[start]

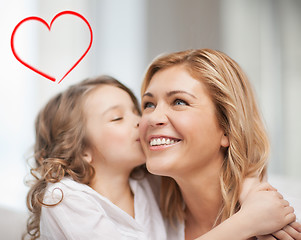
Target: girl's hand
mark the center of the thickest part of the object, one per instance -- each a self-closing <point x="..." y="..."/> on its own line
<point x="266" y="210"/>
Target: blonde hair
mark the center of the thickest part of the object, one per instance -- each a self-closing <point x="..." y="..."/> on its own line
<point x="238" y="116"/>
<point x="60" y="142"/>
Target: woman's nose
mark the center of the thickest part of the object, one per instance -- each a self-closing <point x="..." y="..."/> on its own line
<point x="158" y="117"/>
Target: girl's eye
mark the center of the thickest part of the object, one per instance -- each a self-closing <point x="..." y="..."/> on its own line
<point x="117" y="119"/>
<point x="179" y="102"/>
<point x="148" y="105"/>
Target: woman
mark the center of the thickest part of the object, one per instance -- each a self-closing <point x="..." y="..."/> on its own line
<point x="87" y="147"/>
<point x="201" y="128"/>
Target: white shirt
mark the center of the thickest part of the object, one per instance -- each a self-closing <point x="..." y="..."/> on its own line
<point x="85" y="214"/>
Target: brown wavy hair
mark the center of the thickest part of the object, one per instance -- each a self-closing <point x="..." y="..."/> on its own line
<point x="60" y="139"/>
<point x="238" y="116"/>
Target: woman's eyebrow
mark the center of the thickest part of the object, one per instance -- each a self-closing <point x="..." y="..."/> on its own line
<point x="110" y="109"/>
<point x="179" y="91"/>
<point x="148" y="94"/>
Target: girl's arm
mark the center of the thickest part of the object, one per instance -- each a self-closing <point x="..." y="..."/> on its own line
<point x="262" y="212"/>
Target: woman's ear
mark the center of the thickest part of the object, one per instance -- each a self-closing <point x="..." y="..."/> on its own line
<point x="87" y="155"/>
<point x="225" y="140"/>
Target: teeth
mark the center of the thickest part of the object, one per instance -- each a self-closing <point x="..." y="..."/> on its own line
<point x="161" y="141"/>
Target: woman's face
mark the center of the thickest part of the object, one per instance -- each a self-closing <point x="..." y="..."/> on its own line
<point x="179" y="130"/>
<point x="112" y="128"/>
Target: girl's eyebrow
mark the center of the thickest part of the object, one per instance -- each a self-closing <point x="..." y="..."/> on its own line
<point x="170" y="93"/>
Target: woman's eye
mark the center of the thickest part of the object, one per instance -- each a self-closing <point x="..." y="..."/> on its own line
<point x="179" y="102"/>
<point x="148" y="105"/>
<point x="117" y="119"/>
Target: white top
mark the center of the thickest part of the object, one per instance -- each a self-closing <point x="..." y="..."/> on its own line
<point x="85" y="214"/>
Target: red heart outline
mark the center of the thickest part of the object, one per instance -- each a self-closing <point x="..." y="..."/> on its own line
<point x="49" y="28"/>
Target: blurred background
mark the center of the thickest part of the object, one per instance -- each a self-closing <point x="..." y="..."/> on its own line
<point x="263" y="36"/>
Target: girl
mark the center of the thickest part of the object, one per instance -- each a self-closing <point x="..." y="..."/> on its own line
<point x="88" y="181"/>
<point x="202" y="130"/>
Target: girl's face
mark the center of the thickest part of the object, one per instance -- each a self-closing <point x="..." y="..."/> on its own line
<point x="179" y="130"/>
<point x="112" y="128"/>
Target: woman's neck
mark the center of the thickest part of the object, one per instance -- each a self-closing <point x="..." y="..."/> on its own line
<point x="115" y="187"/>
<point x="202" y="196"/>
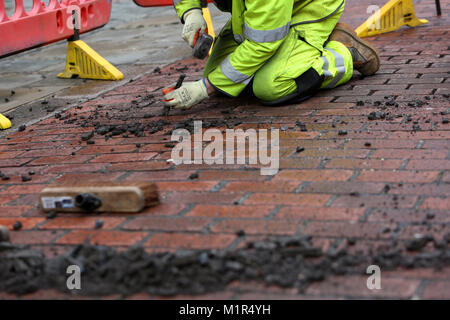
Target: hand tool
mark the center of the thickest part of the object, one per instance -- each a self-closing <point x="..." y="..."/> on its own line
<point x="99" y="197"/>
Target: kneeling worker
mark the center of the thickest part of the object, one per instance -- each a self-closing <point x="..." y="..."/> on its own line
<point x="285" y="49"/>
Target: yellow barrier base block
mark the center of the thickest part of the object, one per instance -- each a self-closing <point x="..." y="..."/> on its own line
<point x="392" y="16"/>
<point x="84" y="62"/>
<point x="5" y="123"/>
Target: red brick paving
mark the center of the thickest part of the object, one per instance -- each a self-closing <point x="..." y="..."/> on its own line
<point x="334" y="189"/>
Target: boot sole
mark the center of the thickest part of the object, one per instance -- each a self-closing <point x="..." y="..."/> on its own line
<point x="352" y="34"/>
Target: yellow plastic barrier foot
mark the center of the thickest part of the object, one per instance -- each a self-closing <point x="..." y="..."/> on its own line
<point x="5" y="123"/>
<point x="392" y="16"/>
<point x="84" y="62"/>
<point x="208" y="19"/>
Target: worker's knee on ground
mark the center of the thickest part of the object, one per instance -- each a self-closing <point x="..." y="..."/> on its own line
<point x="267" y="89"/>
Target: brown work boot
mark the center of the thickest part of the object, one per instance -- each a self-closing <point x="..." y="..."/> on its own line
<point x="366" y="58"/>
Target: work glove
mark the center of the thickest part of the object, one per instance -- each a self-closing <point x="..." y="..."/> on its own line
<point x="189" y="94"/>
<point x="193" y="23"/>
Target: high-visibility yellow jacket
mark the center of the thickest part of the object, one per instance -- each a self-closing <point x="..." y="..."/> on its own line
<point x="260" y="26"/>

[end]

* [Exercise prompt]
Copy every one of the records above exactly as they stand, but leave the pictures out of your copy.

* [Problem solution]
Target: girl's hand
mark the center of the thickest part of the object, one per instance -- each a self-closing <point x="..." y="..."/> on its own line
<point x="266" y="210"/>
Target: blonde hair
mark the center of the thickest part of the object, one per instance -- each a self-closing <point x="..." y="..."/> on its own line
<point x="238" y="116"/>
<point x="60" y="142"/>
Target: woman's nose
mark the center of the thickest part of the object, one per instance -- each a self-closing <point x="..." y="..."/> on its own line
<point x="158" y="117"/>
Target: girl's eye
mark the center of the thickest part of the object, one per instance -- each a self-closing <point x="..." y="..."/> on its own line
<point x="117" y="119"/>
<point x="179" y="102"/>
<point x="148" y="105"/>
Target: woman
mark the center of the thickest part of the object, one per instance -- each a self-closing <point x="..." y="..."/> on its own line
<point x="87" y="147"/>
<point x="201" y="128"/>
Target: white shirt
mark the center of the thickest part of the object, one per instance -- each a self-closing <point x="..." y="..."/> on its own line
<point x="85" y="214"/>
Target: brown wavy hair
mark the center of the thickest part of the object, one per instance -- each a self-closing <point x="..." y="..."/> on its own line
<point x="60" y="139"/>
<point x="238" y="116"/>
Target: woman's eyebrow
mark the center of the thickest part of the object, one per instance -- each a self-closing <point x="..." y="..."/> on its own line
<point x="110" y="109"/>
<point x="179" y="91"/>
<point x="148" y="94"/>
Target: girl's arm
mark the center of the thickest part of the object, one per instance -- each a self-closing <point x="..." y="..."/> on its own line
<point x="262" y="212"/>
Target: woman's ear
mark the center of the thickest part of the object, one per instance -- each a self-closing <point x="..." y="..."/> on its own line
<point x="87" y="155"/>
<point x="225" y="140"/>
Target: teeth
mark the center of the thickest part of the object, one per instance -- each a self-closing <point x="..." y="..."/> on its own line
<point x="161" y="141"/>
Target: woman's face
mark the center of the thickest part of the object, one per instance -- each a self-closing <point x="..." y="..."/> on its own line
<point x="179" y="130"/>
<point x="112" y="128"/>
Target: girl's eyebrow
mark the center of the thickest part of the object, one per instance -- each a self-closing <point x="..." y="..."/> on its own line
<point x="170" y="93"/>
Target: woman's eye
mark the center of the thickest part of the object, one per instance -- each a self-closing <point x="..." y="..."/> on its own line
<point x="179" y="102"/>
<point x="148" y="105"/>
<point x="117" y="119"/>
Target: white top
mark the center of the thickest part of the object, one per instance -- each a self-closing <point x="..." y="..."/> on its own line
<point x="85" y="214"/>
Target: red heart outline
mark the center of the thickest part of the object, one per instance -- each a self-closing <point x="..." y="..."/> on its own line
<point x="49" y="28"/>
Target: blurred background
mark the center of the thickest part of the object, one per instance -- each a self-closing <point x="..." y="..."/> on its own line
<point x="263" y="36"/>
Target: girl
mark the center of the thickest part of the object, one per instance -- each a self-closing <point x="..." y="..."/> on its own line
<point x="88" y="181"/>
<point x="202" y="130"/>
Target: girl's face
mark the center of the thickest part of the object, one per instance -- each a self-closing <point x="..." y="..."/> on its own line
<point x="179" y="130"/>
<point x="112" y="128"/>
Target: woman's neck
mark the center of the thickest part of the object, one per instance -- each a self-closing <point x="..." y="..."/> on its own line
<point x="115" y="187"/>
<point x="202" y="196"/>
Target: hand tool
mark the center of the thickest part of the object, one per instance -- each a self-closing <point x="..." y="..."/> on its own line
<point x="99" y="197"/>
Target: kneeling worker
mark the center of the thickest part of the object, one per instance -- each a self-closing <point x="..." y="..."/> on its own line
<point x="285" y="49"/>
Target: yellow barrier base block
mark the center of the thickest part of the object, one per instance -- each a self-closing <point x="..." y="..."/> on its own line
<point x="392" y="16"/>
<point x="84" y="62"/>
<point x="5" y="123"/>
Target: red brick paving
mark the center of the thickest part of the object, one per instance -- each a self-closing <point x="..." y="..."/> on its own line
<point x="334" y="189"/>
Target: boot sole
mark the center of the thickest part of the object, one per instance -- each a self-closing <point x="..." y="..."/> on its own line
<point x="352" y="34"/>
Target: yellow plastic barrier foot
mark the center of the thickest part of the object, one per instance -- each a self-closing <point x="..." y="..."/> on its own line
<point x="5" y="123"/>
<point x="392" y="16"/>
<point x="84" y="62"/>
<point x="208" y="19"/>
Target: worker's knee on ground
mark the center of the thickest part of the object, one per instance -- each a self-closing <point x="..." y="..."/> on its own line
<point x="267" y="89"/>
Target: brown work boot
mark the center of the thickest part of the object, one per instance -- each a self-closing <point x="..." y="..."/> on its own line
<point x="366" y="58"/>
Target: work glove
mark the center of the thickest part of the object, one per instance -- each a self-closing <point x="..." y="..."/> on its own line
<point x="189" y="94"/>
<point x="193" y="23"/>
Target: high-visibility yellow jacket
mark the center of the thickest part of the object, one per instance -- each a self-closing <point x="..." y="..."/> on its own line
<point x="260" y="26"/>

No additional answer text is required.